**Task brief:** Update the records by replacing every "sneaker sole" with "shoe sole" and leaving all other text unchanged.

**Collection entries:**

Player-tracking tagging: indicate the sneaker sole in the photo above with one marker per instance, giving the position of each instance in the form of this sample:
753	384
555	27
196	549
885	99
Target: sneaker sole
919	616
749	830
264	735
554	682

**Output of the exercise:**
Player-tracking tagging: indicate the shoe sole in the photo above with one marker per instance, giving the position of each instance in the form of this sample:
753	384
555	27
196	549
885	99
Target: shoe sole
919	616
749	830
264	735
554	682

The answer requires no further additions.